Have It All. Why The Fuss?

I’ve been doing a bit of reading about women and their issues (not a fan of that word) – the whole work-life balance that’s quite suddenly become the thing to talk about in living rooms, when one is done venting about the government and the weather that is.  Not that I went looking for these articles in particular, but I guess it started with one article I read about women and related issues and surprise surprise suggested articles and blogs started popping up seemingly out of nowhere, but we all know how that works. Not that I care about being tracked, no really, I got bigger things to worry about.

Anyway, I digress (oh so easily). Point is, I’ve been reading stuff about how women can have it all if they do this or or if they do that (not relevant to the point I am making). It irritates me, this whole have-it-all discussion.

Who can have it all? Do men? Sure, in many homes they work and the wife looks after the family, but does that mean they have it all? I think not. Ask my husband. He’ll tell you about the grueling hours he puts in at work and only comes home to see the kids asleep – asleep when he arrives and out to school before he can say Johnny Cash, after a tornadoesque morning (three kids, two of whom are yet to be four, to get ready, feed and then drop to the bus stop by 7:20 – yeah, it’s a fun morning). He gets little time with them and does not have the moments I do with them (moments, I admit, I would now, after years of being home, trade quite happily for a teller’s job that requires standing on one leg – you can see I’ve had an eventful, tantrumy morning) But the point is, he has not had it all either. He’s missing their childhood in the aim to secure their future. He’s working his ass off, going through mid-life angst, well aware of the long road that stretches ahead of him. Not defending the men folk here before anyone accuses me of that (ironical that would be, really) but just making a point about this whole fuss about having it all.

**Aim of the exercise**: Edit the post on having it all, starting at "Have It All." and ending at "whole have-it-all discussion.", and give that passage again with "government" changed to "economy". The data entries have nothing to do with this.

**Data entries**:

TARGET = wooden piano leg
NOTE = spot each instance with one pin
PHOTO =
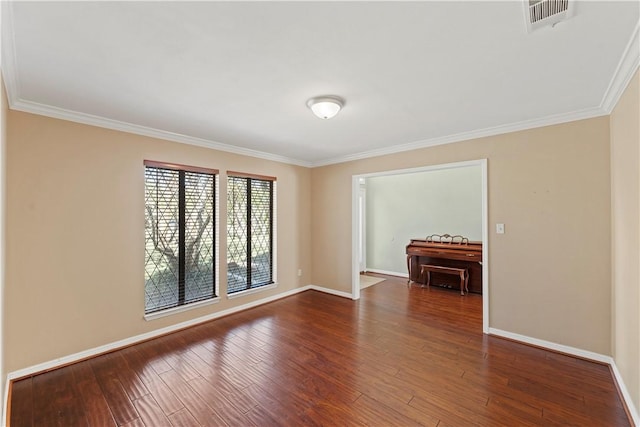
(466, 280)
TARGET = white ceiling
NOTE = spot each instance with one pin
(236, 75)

---

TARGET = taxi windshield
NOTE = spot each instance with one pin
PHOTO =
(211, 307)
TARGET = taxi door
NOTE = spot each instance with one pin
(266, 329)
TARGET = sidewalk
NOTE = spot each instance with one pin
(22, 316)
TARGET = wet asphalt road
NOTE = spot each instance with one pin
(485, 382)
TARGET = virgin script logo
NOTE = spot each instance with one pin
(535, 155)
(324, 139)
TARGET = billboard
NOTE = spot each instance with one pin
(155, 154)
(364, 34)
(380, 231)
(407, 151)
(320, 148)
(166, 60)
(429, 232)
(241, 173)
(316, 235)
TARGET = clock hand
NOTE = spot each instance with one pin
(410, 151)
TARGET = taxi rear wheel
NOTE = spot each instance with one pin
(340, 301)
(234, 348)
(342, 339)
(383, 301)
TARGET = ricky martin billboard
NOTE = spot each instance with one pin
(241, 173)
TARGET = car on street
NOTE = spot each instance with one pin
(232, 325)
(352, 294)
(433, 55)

**Full solution**:
Have It All. Why The Fuss?

I’ve been doing a bit of reading about women and their issues (not a fan of that word) – the whole work-life balance that’s quite suddenly become the thing to talk about in living rooms, when one is done venting about the economy and the weather that is.  Not that I went looking for these articles in particular, but I guess it started with one article I read about women and related issues and surprise surprise suggested articles and blogs started popping up seemingly out of nowhere, but we all know how that works. Not that I care about being tracked, no really, I got bigger things to worry about.

Anyway, I digress (oh so easily). Point is, I’ve been reading stuff about how women can have it all if they do this or or if they do that (not relevant to the point I am making). It irritates me, this whole have-it-all discussion.